* _Short task_
Every entry needs to be printed exactly, please.

* _Rows_
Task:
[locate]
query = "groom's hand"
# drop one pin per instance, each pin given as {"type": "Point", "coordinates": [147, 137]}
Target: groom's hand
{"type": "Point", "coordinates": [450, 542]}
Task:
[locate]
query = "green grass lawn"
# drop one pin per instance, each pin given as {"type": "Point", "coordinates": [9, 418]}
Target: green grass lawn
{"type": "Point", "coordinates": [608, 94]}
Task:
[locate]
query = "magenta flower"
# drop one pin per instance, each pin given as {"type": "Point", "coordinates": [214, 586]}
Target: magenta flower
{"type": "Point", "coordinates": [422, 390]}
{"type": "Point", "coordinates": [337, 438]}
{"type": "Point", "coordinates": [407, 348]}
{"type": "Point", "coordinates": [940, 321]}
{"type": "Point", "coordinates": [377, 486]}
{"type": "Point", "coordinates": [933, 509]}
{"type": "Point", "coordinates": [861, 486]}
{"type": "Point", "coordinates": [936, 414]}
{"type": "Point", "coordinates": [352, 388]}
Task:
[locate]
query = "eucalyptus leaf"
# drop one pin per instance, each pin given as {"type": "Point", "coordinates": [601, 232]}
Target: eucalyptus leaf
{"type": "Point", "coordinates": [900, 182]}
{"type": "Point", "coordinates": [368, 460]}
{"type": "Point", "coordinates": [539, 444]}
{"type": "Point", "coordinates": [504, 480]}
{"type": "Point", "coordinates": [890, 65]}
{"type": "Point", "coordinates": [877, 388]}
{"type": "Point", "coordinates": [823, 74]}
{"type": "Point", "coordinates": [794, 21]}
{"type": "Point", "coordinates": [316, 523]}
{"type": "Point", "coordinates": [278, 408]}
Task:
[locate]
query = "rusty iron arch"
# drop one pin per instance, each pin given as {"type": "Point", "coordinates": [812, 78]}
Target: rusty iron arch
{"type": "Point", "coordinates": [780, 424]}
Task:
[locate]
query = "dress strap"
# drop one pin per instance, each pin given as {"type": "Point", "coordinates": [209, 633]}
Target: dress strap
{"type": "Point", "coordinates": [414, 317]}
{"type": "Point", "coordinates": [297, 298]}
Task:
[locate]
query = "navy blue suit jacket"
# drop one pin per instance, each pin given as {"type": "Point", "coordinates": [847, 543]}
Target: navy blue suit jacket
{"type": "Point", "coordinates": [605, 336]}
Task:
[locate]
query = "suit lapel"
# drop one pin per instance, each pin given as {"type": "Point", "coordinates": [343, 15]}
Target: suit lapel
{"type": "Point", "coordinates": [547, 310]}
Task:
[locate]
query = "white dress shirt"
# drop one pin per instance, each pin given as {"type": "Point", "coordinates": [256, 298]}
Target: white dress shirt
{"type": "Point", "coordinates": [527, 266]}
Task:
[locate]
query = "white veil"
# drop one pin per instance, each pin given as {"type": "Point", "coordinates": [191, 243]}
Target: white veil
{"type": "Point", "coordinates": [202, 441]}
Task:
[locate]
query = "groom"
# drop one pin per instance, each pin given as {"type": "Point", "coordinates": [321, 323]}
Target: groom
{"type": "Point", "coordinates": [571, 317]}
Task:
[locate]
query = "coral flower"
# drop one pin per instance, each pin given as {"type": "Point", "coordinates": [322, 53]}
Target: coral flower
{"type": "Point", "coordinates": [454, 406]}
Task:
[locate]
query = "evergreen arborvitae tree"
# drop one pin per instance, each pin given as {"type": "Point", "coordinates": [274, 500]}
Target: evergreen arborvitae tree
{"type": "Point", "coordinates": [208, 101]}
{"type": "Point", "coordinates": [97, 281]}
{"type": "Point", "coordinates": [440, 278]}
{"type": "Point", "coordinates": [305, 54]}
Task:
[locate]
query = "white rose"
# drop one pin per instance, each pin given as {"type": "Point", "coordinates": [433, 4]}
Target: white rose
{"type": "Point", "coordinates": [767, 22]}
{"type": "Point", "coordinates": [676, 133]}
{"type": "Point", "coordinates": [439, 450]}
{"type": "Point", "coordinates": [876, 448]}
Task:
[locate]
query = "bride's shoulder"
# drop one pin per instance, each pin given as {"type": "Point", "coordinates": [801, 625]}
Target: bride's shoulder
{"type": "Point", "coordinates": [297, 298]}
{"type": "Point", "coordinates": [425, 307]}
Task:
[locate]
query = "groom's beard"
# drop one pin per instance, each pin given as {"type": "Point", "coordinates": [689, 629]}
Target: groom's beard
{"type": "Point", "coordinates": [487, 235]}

* _Exercise output_
Task:
[locate]
query = "groom's hand"
# drop one pin per instance, each pin given as {"type": "Point", "coordinates": [147, 137]}
Target: groom's hand
{"type": "Point", "coordinates": [450, 542]}
Task:
[locate]
query = "green grass lawn"
# drop one pin per instance, each pin given as {"type": "Point", "coordinates": [9, 418]}
Target: green grass lawn
{"type": "Point", "coordinates": [608, 94]}
Task:
[locate]
query = "magenta flower"
# drop one pin per instance, each pin given as {"type": "Point", "coordinates": [214, 586]}
Target: magenta flower
{"type": "Point", "coordinates": [422, 390]}
{"type": "Point", "coordinates": [337, 438]}
{"type": "Point", "coordinates": [407, 348]}
{"type": "Point", "coordinates": [940, 321]}
{"type": "Point", "coordinates": [377, 486]}
{"type": "Point", "coordinates": [933, 509]}
{"type": "Point", "coordinates": [861, 486]}
{"type": "Point", "coordinates": [936, 414]}
{"type": "Point", "coordinates": [352, 388]}
Task:
[locate]
query = "eucalyptus leaf"
# drop one pin per instance, each pin given as {"type": "Point", "coordinates": [601, 232]}
Target: eucalyptus leaf
{"type": "Point", "coordinates": [900, 182]}
{"type": "Point", "coordinates": [368, 460]}
{"type": "Point", "coordinates": [539, 444]}
{"type": "Point", "coordinates": [504, 480]}
{"type": "Point", "coordinates": [890, 65]}
{"type": "Point", "coordinates": [877, 388]}
{"type": "Point", "coordinates": [823, 74]}
{"type": "Point", "coordinates": [794, 21]}
{"type": "Point", "coordinates": [316, 523]}
{"type": "Point", "coordinates": [278, 408]}
Task:
[locate]
query = "rusty iron arch"
# drop one pin per instance, each pin given as {"type": "Point", "coordinates": [812, 78]}
Target: rusty iron arch
{"type": "Point", "coordinates": [780, 424]}
Task:
[locate]
query = "dress strap"
# drop one pin per instance, each pin given as {"type": "Point", "coordinates": [209, 633]}
Target: dress strap
{"type": "Point", "coordinates": [414, 317]}
{"type": "Point", "coordinates": [297, 298]}
Task:
[locate]
query = "navy blue suit jacket"
# drop one pin per instance, each pin given as {"type": "Point", "coordinates": [847, 543]}
Target: navy blue suit jacket
{"type": "Point", "coordinates": [605, 336]}
Task:
[locate]
query = "suit lapel"
# drop one pin per instance, each pin given as {"type": "Point", "coordinates": [343, 15]}
Target: suit lapel
{"type": "Point", "coordinates": [547, 310]}
Task:
[locate]
query = "white dress shirt"
# drop one pin per instance, each pin given as {"type": "Point", "coordinates": [256, 298]}
Target: white dress shirt
{"type": "Point", "coordinates": [527, 266]}
Task:
[locate]
query = "white veil"
# drop one pin per instance, each pin given as {"type": "Point", "coordinates": [191, 243]}
Target: white veil
{"type": "Point", "coordinates": [202, 441]}
Task:
[locate]
query = "groom"
# drop one pin per instance, each pin given as {"type": "Point", "coordinates": [321, 323]}
Target: groom
{"type": "Point", "coordinates": [571, 317]}
Task:
[locate]
query = "coral flower"
# drop one pin per instance, each pin given as {"type": "Point", "coordinates": [322, 53]}
Target: coral flower
{"type": "Point", "coordinates": [454, 406]}
Task:
[locate]
query = "evergreen arborvitae tree"
# drop one pin per instance, each pin given as {"type": "Point", "coordinates": [274, 500]}
Target: evergreen arborvitae tree
{"type": "Point", "coordinates": [208, 101]}
{"type": "Point", "coordinates": [97, 281]}
{"type": "Point", "coordinates": [440, 278]}
{"type": "Point", "coordinates": [305, 54]}
Task:
[locate]
query = "white rose"
# drop one pin per instance, each pin given as {"type": "Point", "coordinates": [433, 4]}
Target: white rose
{"type": "Point", "coordinates": [767, 22]}
{"type": "Point", "coordinates": [676, 133]}
{"type": "Point", "coordinates": [439, 450]}
{"type": "Point", "coordinates": [876, 448]}
Task:
[locate]
query = "bride's shoulder"
# drop one pin per instance, each pin given as {"type": "Point", "coordinates": [801, 625]}
Target: bride's shoulder
{"type": "Point", "coordinates": [297, 298]}
{"type": "Point", "coordinates": [425, 307]}
Task:
[locate]
query = "groom's beard"
# drop one pin per instance, each pin given as {"type": "Point", "coordinates": [689, 629]}
Target: groom's beard
{"type": "Point", "coordinates": [487, 235]}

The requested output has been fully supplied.